(Entries for labeling bounding boxes)
————————

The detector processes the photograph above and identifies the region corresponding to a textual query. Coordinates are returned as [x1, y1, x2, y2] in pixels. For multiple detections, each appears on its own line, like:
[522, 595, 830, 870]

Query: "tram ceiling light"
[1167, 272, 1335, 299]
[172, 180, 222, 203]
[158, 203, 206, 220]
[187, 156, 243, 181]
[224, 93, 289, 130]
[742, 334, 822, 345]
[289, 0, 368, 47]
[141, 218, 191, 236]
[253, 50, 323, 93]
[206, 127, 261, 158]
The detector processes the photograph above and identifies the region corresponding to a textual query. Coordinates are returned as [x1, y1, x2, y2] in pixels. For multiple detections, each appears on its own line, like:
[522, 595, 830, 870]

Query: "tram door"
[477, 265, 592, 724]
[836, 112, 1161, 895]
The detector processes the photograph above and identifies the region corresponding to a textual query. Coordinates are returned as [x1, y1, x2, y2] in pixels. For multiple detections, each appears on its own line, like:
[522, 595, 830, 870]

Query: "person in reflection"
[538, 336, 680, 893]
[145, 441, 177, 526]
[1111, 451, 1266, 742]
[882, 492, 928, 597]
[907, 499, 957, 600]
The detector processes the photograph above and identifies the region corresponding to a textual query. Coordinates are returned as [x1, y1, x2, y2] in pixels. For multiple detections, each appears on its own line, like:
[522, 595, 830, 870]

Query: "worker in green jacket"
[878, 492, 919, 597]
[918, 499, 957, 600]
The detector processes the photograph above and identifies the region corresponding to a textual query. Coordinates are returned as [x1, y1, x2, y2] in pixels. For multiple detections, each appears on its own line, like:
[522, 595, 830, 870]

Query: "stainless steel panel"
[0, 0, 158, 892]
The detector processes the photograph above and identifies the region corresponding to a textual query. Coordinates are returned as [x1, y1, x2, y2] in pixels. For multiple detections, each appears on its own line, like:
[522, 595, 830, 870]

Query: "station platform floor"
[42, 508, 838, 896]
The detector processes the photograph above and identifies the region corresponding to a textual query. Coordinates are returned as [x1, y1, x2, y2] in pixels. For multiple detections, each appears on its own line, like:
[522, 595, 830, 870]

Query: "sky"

————————

» Work required:
Please copy all of the data above without changing anything.

» Worked solution:
The detector processes the photograph above and identifies the region corresponding to a textual query. Coordinates are returned as [x1, y1, x2, y2] in pixels. For multiple detections, each appears on its own line, like:
[522, 595, 830, 870]

Query: "tram ceiling light"
[1167, 272, 1335, 299]
[172, 180, 222, 203]
[158, 203, 206, 220]
[187, 156, 243, 181]
[224, 93, 289, 130]
[742, 334, 822, 345]
[289, 0, 368, 47]
[141, 218, 191, 236]
[253, 50, 323, 93]
[206, 127, 261, 158]
The detector processes the photograph above and identifies the region corresponding to a textual query. Coordinates are returned as [x1, y1, x2, y2] in pixels. For multiple detections, each appears on its own line, like:
[522, 595, 830, 870]

Query: "tram door"
[477, 265, 592, 724]
[836, 112, 1161, 895]
The detector processes the photograph above and identifies the region corresponding to a textual query. Coordinates are returned as [x1, y1, x2, y2] in pixels. For multiple detections, each appears on its own line, like:
[522, 595, 830, 870]

Query: "person in reflection"
[538, 336, 680, 893]
[145, 441, 177, 526]
[1111, 451, 1266, 742]
[882, 492, 928, 597]
[907, 499, 957, 600]
The detector processes the photograph above and identifies the region corresponding to a textual query. Coordinates are returned as [x1, y1, x2, y2] in pixels. For multiple detections, each appears on its own line, like:
[522, 595, 830, 870]

Query: "worker in green jacket"
[878, 492, 919, 597]
[918, 499, 957, 600]
The detector processes the photograph above and identifies the region corresponding to a textual query. Coordinates are returned as [x1, y1, x2, y2] in pixels. For multiple detections, each appears on its own line, like:
[522, 595, 830, 870]

Query: "stainless steel panel"
[0, 0, 158, 892]
The detector processes the photograph above and identifies the region corresponding to a textual query. Coordinates are returned as [x1, y1, x2, y2] in pixels. For multiple detections, each appears on its own line, like:
[522, 595, 830, 870]

Query: "station platform floor"
[42, 508, 838, 896]
The detector processes the photograph above and identifies the region corresponding to a textual query. Coordinates are returned as [x1, y1, x2, y2] in pixels. For multiple detections, each appears on its own line, like:
[522, 595, 830, 870]

Query: "sky"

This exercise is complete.